# Stated goal
Express the items as a Markdown table with the columns "Row" and "Line," numbering each line and leaving out blank lines. Begin at the line that contains "Task: locate the roof" and continue through the last of the items.

-- start Input for this task --

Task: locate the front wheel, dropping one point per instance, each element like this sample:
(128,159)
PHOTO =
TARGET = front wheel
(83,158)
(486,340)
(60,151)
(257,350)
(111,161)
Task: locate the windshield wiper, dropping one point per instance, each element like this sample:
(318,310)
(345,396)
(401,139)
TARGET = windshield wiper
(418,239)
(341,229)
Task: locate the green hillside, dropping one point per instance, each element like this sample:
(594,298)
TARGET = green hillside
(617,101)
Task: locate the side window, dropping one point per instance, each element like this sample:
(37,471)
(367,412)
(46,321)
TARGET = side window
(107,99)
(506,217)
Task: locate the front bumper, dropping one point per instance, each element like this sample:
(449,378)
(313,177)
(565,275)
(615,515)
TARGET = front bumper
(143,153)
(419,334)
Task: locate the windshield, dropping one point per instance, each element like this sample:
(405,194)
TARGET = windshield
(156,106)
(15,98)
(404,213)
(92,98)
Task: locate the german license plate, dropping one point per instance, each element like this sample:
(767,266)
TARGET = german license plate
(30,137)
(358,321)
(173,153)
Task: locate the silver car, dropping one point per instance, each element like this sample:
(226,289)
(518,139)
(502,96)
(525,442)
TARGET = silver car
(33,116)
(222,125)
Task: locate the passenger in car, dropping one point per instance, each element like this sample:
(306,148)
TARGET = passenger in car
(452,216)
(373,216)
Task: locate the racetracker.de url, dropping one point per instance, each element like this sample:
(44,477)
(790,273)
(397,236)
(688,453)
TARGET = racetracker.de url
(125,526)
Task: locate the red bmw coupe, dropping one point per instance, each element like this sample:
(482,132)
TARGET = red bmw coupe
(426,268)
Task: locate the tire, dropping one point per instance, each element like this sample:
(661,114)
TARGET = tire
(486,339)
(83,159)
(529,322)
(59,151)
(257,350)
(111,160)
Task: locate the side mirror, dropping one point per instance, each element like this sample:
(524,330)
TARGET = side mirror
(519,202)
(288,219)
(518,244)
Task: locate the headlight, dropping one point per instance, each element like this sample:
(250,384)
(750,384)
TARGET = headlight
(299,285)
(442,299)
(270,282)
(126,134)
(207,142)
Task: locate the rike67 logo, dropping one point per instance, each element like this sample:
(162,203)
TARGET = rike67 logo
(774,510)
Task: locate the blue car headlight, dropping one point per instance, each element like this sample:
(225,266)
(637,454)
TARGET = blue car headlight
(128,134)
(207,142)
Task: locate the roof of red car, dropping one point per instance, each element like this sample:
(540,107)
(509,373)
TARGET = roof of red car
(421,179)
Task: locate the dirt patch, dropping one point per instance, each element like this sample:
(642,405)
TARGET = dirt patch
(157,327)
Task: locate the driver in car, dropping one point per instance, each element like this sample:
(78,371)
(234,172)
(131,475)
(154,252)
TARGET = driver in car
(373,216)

-- end Input for this task --

# Response to this exercise
| Row | Line |
|---|---|
| 1 | Task: locate the roof of red car, dropping one point per instance, each element like this sample: |
| 2 | (540,107) |
| 3 | (509,373) |
| 4 | TARGET = roof of red car |
| 5 | (421,179) |
| 6 | Task: locate the dirt patch, dropping one point per instance, each element like this sample: |
| 7 | (642,405) |
| 8 | TARGET = dirt patch |
| 9 | (157,327) |
| 10 | Task: locate the driver in car, dropping one point per instance, each element like this sample: |
| 11 | (78,371) |
| 12 | (234,172) |
| 13 | (131,475) |
| 14 | (154,252) |
| 15 | TARGET = driver in car |
| 16 | (373,216) |